══ SELECTED TEXT
Then you need a bit of basic algebra:

$$\sum_i p_i^2 \le \left(\sum_i p_i\right)^2 = 1$$

Can you be a bit more explicit? So they can be diagonalised, ie. $$\rho = \sum_i \lambda_i p_i| i \rangle \langle i |$$

$$\rho^2 = \sum_i \lambda_i^2 p_i^2 | i \rangle \langle i |$$
$$tr(\rho^2) = \sum_j \lambda_j^2 p_j^2 \leq (\sum_j \lambda_j p_j)^2$$

?? does that final term = 1?

Fredrik
Staff Emeritus
Gold Member
$$\rho^2 = \sum_i p_i^2 | \psi_i \rangle \langle \psi_i |$$
This isn't always true, since the $|\psi_i\rangle$ don't have to be orthogonal.

Start with $$\operatorname{Tr}\rho^2=\sum_n\langle n|\rho^2|n\rangle$$, where the $|n\rangle$ are members of an arbitrary orthonormal basis. Use the correct expression for $$\rho^2$$. Then rearrange some stuff and recognize the identity operator in what you've got. Then you're almost done, but you'll need the Cauchy-Schwarz inequality to finish it.

In the diagonal basis, the eigenvalues of $$\rho^2$$ are just $$p_i^2$$, where $$p_i$$ are the eigenvalues of $$\rho$$.

This isn't always true, since the $|\psi_i\rangle$ don't have to be orthogonal.
════
══ EXCERPTED RECORDS
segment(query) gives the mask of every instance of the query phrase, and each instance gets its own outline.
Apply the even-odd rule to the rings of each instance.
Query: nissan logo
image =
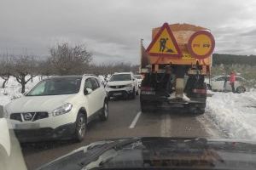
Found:
[[[31,113],[25,113],[24,118],[25,120],[31,120],[32,118],[32,115]]]

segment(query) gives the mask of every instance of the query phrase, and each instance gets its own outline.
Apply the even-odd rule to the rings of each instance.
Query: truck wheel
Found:
[[[75,139],[82,142],[86,132],[86,117],[83,113],[79,113],[76,121]]]
[[[107,121],[108,118],[108,102],[104,102],[104,105],[102,107],[102,113],[100,115],[101,121]]]

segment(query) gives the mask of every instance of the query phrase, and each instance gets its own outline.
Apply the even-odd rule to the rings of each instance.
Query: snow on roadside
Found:
[[[0,78],[0,86],[3,80]],[[34,87],[39,82],[39,76],[33,78],[33,82],[28,82],[26,84],[26,92]],[[15,77],[11,76],[6,83],[5,88],[0,88],[0,105],[6,105],[12,99],[20,97],[21,94],[21,85],[17,82]]]
[[[207,98],[205,116],[230,138],[256,139],[256,91],[212,94]]]

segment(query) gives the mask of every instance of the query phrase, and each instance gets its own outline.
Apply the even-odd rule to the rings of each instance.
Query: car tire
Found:
[[[237,94],[245,93],[246,88],[242,86],[239,86],[239,87],[237,87],[236,91]]]
[[[82,142],[86,132],[86,116],[83,113],[79,113],[76,121],[75,139],[78,142]]]
[[[108,119],[108,103],[104,102],[104,105],[102,107],[102,110],[100,115],[101,121],[107,121]]]

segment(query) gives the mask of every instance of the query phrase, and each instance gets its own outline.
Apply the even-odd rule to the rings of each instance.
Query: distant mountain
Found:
════
### WRITTEN TASKS
1. In the density-matrix thread, replace "Cauchy-Schwarz inequality" with "triangle inequality" and write out the part that opens with the words containing "Can you be a" and closes with "to finish it.".
2. Answer these from the density-matrix thread:
(a) Why is the expression for ρ² as a sum of p_i² |ψ_i⟩⟨ψ_i| not always true?
(b) Which inequality is needed to finish the argument?
(c) In the diagonal basis, what are the eigenvalues of ρ²?
You won't need the records for any of this.

### WRITTEN ANSWERS
1.
Can you be a bit more explicit? So they can be diagonalised, ie. $$\rho = \sum_i \lambda_i p_i| i \rangle \langle i |$$

$$\rho^2 = \sum_i \lambda_i^2 p_i^2 | i \rangle \langle i |$$
$$tr(\rho^2) = \sum_j \lambda_j^2 p_j^2 \leq (\sum_j \lambda_j p_j)^2$$

?? does that final term = 1?

Fredrik
Staff Emeritus
Gold Member
$$\rho^2 = \sum_i p_i^2 | \psi_i \rangle \langle \psi_i |$$
This isn't always true, since the $|\psi_i\rangle$ don't have to be orthogonal.

Start with $$\operatorname{Tr}\rho^2=\sum_n\langle n|\rho^2|n\rangle$$, where the $|n\rangle$ are members of an arbitrary orthonormal basis. Use the correct expression for $$\rho^2$$. Then rearrange some stuff and recognize the identity operator in what you've got. Then you're almost done, but you'll need the triangle inequality to finish it.

2.
(a) The |ψ_i⟩ don't have to be orthogonal.
(b) The Cauchy-Schwarz inequality.
(c) p_i², where the p_i are the eigenvalues of ρ.